- **Task inputs**

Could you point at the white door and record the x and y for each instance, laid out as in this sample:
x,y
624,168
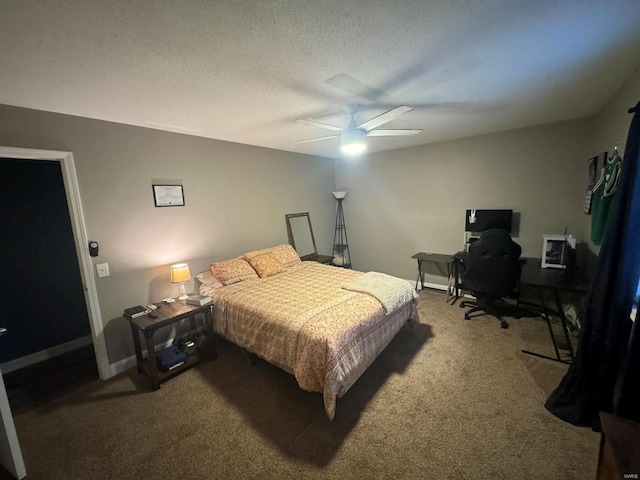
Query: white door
x,y
10,453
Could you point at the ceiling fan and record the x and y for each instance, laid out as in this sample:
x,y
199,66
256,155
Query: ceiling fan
x,y
352,137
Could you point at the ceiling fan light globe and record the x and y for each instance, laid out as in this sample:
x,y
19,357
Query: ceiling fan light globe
x,y
353,148
352,142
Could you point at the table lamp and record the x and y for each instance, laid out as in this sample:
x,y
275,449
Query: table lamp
x,y
179,274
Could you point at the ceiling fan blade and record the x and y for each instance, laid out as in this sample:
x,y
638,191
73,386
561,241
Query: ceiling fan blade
x,y
315,139
392,133
313,123
385,117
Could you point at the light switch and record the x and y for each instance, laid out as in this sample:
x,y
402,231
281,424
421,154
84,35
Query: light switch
x,y
103,269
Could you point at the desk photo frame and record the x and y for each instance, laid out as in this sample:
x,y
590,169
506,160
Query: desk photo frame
x,y
168,195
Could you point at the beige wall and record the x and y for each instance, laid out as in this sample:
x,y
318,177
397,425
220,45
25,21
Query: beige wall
x,y
410,200
236,197
400,202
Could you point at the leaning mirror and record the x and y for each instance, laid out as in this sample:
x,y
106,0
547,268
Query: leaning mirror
x,y
301,234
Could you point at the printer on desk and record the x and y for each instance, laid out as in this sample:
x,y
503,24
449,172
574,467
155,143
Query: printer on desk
x,y
558,251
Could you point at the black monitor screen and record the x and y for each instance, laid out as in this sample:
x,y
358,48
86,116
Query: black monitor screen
x,y
486,219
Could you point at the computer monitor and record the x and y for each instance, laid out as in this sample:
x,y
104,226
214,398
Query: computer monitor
x,y
481,220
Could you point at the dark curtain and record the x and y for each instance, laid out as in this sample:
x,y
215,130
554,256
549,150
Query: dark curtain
x,y
605,375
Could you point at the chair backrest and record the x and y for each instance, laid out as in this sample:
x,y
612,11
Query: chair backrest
x,y
492,266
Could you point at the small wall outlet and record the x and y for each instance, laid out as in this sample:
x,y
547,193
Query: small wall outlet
x,y
103,269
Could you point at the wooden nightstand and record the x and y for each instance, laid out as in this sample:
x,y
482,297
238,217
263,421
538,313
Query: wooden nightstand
x,y
168,314
326,259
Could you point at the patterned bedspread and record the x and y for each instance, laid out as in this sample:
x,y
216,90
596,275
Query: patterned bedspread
x,y
304,322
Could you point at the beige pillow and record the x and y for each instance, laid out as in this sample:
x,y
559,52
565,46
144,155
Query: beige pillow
x,y
208,283
233,271
266,264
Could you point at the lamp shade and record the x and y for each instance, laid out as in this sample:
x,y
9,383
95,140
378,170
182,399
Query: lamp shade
x,y
352,141
180,273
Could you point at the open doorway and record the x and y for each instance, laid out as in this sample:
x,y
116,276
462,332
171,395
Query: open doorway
x,y
82,335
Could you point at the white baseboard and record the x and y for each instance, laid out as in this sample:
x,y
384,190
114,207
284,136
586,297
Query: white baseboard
x,y
46,354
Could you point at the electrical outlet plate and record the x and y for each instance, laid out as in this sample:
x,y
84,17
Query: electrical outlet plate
x,y
102,269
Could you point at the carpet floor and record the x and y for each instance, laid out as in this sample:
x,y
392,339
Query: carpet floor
x,y
448,398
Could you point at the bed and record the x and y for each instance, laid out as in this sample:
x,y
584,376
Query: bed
x,y
323,324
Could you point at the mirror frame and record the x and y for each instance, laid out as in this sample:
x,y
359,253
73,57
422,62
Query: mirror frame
x,y
292,241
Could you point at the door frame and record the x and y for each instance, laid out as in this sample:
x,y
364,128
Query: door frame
x,y
81,240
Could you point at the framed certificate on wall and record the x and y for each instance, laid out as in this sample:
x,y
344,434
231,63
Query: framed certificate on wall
x,y
168,195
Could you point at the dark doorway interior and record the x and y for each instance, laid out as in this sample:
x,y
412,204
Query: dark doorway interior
x,y
42,294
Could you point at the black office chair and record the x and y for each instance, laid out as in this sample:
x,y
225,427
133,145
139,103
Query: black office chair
x,y
490,270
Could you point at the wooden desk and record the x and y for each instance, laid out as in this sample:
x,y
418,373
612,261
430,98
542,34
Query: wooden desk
x,y
619,448
441,258
555,281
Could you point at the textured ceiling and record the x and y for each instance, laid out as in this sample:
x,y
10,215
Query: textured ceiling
x,y
243,71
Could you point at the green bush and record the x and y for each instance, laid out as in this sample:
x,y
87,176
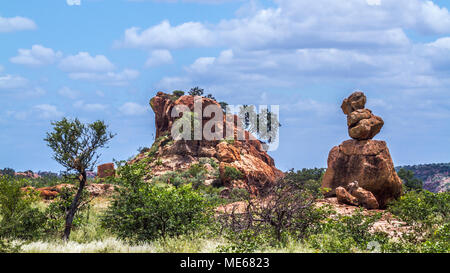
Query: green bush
x,y
20,218
409,181
231,173
347,234
143,211
57,210
428,216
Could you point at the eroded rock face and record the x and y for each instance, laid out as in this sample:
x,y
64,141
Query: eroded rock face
x,y
367,162
106,170
362,123
247,156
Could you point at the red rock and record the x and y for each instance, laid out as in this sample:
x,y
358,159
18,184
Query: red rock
x,y
365,198
354,102
106,170
344,197
367,162
245,155
362,124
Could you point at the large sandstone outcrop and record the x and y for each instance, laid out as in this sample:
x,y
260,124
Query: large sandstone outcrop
x,y
361,158
247,156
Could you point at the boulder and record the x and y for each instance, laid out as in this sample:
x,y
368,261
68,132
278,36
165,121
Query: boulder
x,y
354,102
362,123
106,170
344,197
365,198
367,162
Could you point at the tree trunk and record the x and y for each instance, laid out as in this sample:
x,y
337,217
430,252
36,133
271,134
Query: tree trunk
x,y
74,207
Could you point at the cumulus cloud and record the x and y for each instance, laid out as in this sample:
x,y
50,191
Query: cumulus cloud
x,y
159,57
166,36
84,62
36,56
90,107
133,109
110,78
12,82
47,111
73,2
16,24
68,92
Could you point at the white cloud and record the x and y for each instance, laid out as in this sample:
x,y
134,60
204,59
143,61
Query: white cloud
x,y
373,2
16,24
73,2
110,78
12,82
133,109
68,92
84,62
34,92
47,111
90,107
36,56
165,36
159,57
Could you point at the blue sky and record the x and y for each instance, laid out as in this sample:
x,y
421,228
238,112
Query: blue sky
x,y
98,59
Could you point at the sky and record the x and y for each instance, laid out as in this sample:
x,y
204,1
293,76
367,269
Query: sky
x,y
105,59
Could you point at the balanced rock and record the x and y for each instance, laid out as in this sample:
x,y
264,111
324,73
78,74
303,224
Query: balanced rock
x,y
362,124
367,162
344,197
106,170
362,159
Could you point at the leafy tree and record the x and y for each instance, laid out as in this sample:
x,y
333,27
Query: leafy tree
x,y
263,123
75,147
196,91
410,182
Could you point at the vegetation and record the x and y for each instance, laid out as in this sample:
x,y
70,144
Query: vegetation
x,y
19,216
176,212
75,147
142,212
409,181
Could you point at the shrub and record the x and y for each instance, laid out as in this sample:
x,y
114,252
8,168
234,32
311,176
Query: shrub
x,y
428,215
142,211
57,210
20,218
287,210
409,181
231,173
347,234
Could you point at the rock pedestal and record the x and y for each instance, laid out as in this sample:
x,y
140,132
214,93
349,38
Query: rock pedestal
x,y
246,156
361,158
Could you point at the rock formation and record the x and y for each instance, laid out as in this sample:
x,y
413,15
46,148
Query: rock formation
x,y
106,170
247,156
361,158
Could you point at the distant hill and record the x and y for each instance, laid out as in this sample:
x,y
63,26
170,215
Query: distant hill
x,y
435,177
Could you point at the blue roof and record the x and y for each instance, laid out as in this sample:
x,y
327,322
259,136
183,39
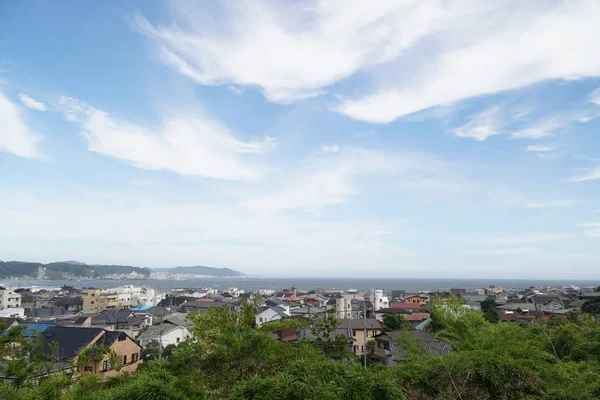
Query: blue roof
x,y
34,328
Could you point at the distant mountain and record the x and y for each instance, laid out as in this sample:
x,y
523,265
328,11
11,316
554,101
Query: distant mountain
x,y
18,269
200,270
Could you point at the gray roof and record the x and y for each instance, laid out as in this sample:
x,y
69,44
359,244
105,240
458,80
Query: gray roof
x,y
153,332
177,321
305,333
423,340
372,323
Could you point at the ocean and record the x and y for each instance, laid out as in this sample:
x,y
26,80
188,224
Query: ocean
x,y
305,284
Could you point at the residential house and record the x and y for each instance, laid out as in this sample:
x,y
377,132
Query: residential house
x,y
9,299
395,347
120,320
378,300
417,318
165,333
516,317
65,344
420,299
305,333
270,314
201,306
357,326
70,303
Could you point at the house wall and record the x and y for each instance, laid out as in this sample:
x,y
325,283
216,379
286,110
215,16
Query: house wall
x,y
123,348
267,315
175,337
415,300
359,336
381,343
9,299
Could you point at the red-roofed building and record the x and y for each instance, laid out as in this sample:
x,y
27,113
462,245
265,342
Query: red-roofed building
x,y
405,306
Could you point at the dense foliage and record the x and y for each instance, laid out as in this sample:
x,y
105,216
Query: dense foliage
x,y
230,358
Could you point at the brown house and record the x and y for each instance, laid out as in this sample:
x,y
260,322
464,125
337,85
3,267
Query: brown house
x,y
66,344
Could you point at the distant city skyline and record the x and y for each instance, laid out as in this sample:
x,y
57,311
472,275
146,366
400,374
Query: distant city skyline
x,y
303,138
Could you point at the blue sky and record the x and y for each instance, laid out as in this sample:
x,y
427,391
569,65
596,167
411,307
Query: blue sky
x,y
401,138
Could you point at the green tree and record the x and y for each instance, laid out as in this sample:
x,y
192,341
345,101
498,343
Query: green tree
x,y
396,322
487,304
492,315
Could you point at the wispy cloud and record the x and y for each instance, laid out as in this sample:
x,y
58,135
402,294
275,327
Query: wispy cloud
x,y
441,53
524,239
481,126
327,180
595,96
589,175
190,144
552,204
31,102
16,137
534,252
540,148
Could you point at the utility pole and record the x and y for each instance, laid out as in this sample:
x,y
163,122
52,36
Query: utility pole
x,y
160,339
365,333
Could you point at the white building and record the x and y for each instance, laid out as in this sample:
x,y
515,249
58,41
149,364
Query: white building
x,y
343,306
378,300
9,299
165,333
271,314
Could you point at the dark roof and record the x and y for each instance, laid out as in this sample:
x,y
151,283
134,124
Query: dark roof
x,y
112,317
46,312
175,301
69,301
305,333
275,302
70,340
80,320
423,340
372,323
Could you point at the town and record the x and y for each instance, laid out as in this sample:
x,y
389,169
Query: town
x,y
139,323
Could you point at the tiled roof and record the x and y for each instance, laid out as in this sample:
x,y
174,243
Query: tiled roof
x,y
417,316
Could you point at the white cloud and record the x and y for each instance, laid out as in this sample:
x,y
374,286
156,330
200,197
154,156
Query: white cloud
x,y
190,144
130,228
31,102
520,44
552,204
330,149
589,225
592,232
15,135
589,175
326,180
595,97
418,54
481,126
533,252
524,239
541,148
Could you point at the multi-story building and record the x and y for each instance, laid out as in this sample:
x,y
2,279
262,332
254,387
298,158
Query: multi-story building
x,y
379,300
9,299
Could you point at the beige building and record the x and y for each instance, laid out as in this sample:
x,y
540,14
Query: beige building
x,y
71,343
97,300
358,332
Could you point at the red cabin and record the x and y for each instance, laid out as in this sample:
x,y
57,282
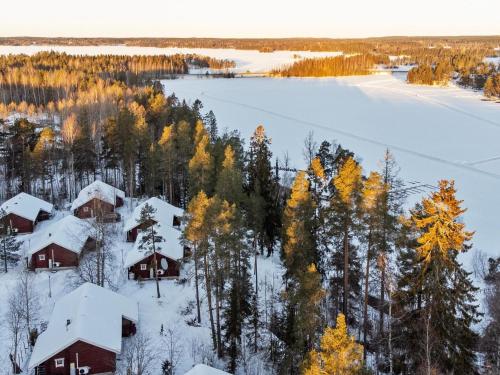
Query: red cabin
x,y
61,244
168,253
22,212
165,215
96,199
85,331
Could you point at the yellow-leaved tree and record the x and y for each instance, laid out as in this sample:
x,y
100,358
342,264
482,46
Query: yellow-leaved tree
x,y
339,353
344,204
442,232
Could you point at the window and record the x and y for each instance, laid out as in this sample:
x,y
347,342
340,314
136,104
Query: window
x,y
59,362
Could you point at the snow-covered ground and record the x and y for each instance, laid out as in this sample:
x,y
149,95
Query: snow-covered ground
x,y
171,310
434,132
246,60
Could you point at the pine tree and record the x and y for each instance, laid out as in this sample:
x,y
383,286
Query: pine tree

- **What needs to be done**
For each line of the listing that holds the word "pine", show that line.

- **Written response**
Could you point at the pine tree and record the x and y for each instance, laid out as in this sample:
Query: pine tree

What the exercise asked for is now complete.